(Problem requirements) Copy the records from their start through the line containing "column 496, row 344", inclusive, changing "dirt ground" to "packed earth" and keeping everything else the same.

(Records for the exercise)
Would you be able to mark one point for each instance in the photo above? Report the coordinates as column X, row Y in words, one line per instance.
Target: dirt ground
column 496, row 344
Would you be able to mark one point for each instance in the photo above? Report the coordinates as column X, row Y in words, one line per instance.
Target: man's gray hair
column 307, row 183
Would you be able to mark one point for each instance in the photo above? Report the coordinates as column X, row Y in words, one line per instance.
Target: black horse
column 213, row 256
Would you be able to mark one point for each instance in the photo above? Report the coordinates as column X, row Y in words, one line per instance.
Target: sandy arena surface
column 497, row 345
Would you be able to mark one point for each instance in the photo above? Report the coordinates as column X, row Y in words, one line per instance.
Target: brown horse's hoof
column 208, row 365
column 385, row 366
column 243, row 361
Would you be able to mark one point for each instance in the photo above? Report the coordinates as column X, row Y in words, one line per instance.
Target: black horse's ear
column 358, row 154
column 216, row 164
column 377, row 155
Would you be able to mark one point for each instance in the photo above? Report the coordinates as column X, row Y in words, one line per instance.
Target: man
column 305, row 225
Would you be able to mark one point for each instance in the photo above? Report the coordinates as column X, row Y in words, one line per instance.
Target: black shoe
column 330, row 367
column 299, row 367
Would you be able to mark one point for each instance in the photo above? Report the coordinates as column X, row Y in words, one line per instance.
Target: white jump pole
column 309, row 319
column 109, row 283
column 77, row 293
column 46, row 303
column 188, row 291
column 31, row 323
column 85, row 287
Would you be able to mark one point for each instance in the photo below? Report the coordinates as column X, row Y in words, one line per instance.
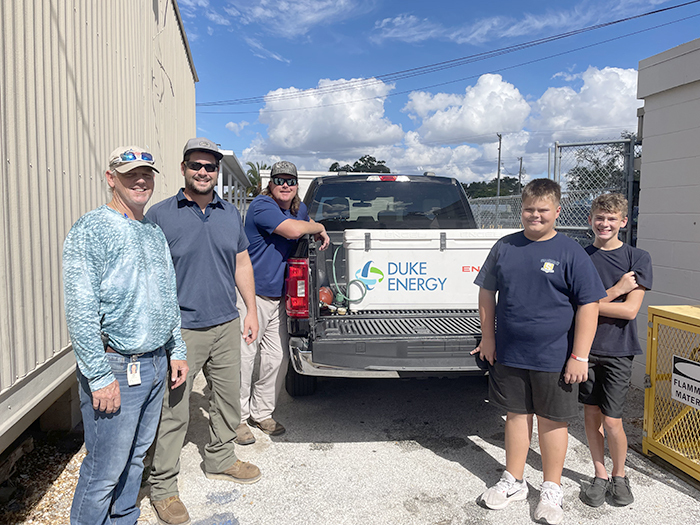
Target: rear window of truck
column 411, row 204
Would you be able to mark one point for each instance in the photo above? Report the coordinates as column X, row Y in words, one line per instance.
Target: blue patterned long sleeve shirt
column 119, row 289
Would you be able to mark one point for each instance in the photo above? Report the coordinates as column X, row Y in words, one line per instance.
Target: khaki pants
column 259, row 396
column 215, row 351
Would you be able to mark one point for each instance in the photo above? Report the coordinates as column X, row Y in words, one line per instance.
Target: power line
column 439, row 66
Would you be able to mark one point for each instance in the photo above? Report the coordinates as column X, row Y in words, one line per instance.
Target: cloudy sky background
column 425, row 86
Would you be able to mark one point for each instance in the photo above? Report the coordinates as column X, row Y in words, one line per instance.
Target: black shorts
column 524, row 391
column 608, row 383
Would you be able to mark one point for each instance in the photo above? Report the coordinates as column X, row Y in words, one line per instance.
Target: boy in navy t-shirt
column 536, row 352
column 626, row 273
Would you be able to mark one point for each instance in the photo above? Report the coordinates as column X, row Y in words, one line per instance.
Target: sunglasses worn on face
column 196, row 166
column 280, row 181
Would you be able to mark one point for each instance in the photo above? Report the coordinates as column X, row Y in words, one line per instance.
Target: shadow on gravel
column 35, row 472
column 451, row 417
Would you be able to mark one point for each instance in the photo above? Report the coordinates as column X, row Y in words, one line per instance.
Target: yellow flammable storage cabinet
column 672, row 396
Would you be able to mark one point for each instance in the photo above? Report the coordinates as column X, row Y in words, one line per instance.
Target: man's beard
column 194, row 189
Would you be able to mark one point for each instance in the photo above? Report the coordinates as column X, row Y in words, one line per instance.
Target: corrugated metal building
column 80, row 78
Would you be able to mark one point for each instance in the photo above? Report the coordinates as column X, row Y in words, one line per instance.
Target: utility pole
column 498, row 180
column 520, row 177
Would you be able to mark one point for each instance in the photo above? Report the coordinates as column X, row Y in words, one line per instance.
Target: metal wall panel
column 80, row 77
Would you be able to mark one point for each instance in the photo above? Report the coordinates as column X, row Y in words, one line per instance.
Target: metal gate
column 584, row 170
column 588, row 169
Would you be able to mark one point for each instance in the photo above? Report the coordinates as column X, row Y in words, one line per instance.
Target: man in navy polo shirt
column 210, row 254
column 275, row 220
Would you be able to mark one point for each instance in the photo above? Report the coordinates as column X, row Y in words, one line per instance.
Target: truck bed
column 401, row 323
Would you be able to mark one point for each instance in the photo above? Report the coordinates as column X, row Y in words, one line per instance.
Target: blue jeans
column 110, row 476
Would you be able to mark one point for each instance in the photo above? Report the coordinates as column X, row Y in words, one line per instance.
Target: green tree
column 254, row 178
column 509, row 186
column 366, row 164
column 599, row 169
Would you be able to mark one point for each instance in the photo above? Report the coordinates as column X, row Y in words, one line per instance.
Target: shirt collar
column 216, row 201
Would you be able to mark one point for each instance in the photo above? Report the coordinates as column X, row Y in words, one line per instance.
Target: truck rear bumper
column 382, row 360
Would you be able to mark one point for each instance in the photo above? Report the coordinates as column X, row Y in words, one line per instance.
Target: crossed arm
column 628, row 308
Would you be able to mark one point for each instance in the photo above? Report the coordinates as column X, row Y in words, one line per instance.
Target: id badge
column 133, row 373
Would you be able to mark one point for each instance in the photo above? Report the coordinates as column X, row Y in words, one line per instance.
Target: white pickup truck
column 393, row 295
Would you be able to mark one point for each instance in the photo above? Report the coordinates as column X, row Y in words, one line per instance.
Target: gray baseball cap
column 202, row 144
column 283, row 167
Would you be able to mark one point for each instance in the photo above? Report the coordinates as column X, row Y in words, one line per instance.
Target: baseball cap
column 283, row 167
column 126, row 158
column 202, row 144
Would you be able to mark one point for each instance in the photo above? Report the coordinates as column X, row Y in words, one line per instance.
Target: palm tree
column 254, row 178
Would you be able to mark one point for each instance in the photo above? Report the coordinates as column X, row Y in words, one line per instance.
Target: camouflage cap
column 283, row 167
column 202, row 144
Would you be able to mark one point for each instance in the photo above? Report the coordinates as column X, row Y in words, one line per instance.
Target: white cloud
column 261, row 52
column 605, row 104
column 217, row 18
column 293, row 18
column 236, row 127
column 489, row 107
column 325, row 120
column 344, row 125
column 408, row 28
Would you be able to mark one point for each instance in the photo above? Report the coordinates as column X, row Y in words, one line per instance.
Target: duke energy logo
column 370, row 275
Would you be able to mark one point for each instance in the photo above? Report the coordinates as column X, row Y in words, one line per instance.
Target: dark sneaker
column 620, row 491
column 239, row 472
column 269, row 426
column 503, row 492
column 594, row 495
column 171, row 511
column 243, row 435
column 550, row 509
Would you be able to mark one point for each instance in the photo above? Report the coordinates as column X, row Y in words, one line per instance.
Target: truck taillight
column 297, row 295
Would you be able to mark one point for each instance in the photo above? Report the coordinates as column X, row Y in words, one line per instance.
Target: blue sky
column 319, row 81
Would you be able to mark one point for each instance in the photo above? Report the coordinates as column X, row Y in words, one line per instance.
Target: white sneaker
column 505, row 491
column 550, row 508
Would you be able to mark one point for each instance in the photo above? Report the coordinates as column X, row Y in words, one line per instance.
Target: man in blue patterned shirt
column 124, row 323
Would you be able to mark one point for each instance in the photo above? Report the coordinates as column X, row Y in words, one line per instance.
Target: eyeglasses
column 130, row 156
column 279, row 181
column 196, row 166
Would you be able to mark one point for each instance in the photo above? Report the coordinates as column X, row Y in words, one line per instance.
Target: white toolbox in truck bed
column 416, row 269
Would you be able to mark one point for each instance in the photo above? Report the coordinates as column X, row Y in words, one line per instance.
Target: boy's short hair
column 542, row 189
column 610, row 203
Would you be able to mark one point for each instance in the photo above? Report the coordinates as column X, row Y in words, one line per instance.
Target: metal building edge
column 75, row 85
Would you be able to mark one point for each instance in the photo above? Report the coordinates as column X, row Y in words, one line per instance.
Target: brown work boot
column 171, row 511
column 269, row 426
column 239, row 472
column 243, row 435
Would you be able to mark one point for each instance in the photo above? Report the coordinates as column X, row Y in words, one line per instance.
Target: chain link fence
column 584, row 170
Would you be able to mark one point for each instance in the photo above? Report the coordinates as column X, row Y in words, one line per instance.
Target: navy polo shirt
column 204, row 248
column 540, row 284
column 269, row 251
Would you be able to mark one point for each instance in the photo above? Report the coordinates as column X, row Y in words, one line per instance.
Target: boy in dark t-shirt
column 537, row 354
column 626, row 273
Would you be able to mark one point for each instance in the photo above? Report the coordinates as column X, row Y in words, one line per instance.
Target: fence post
column 629, row 156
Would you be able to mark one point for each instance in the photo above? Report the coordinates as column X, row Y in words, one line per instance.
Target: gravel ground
column 356, row 446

(Exercise result)
Would you be able to mark one point for each instance in the photo above? Report the coordinates as column X, row Y in words, one line per instance.
Target: packed earth
column 496, row 344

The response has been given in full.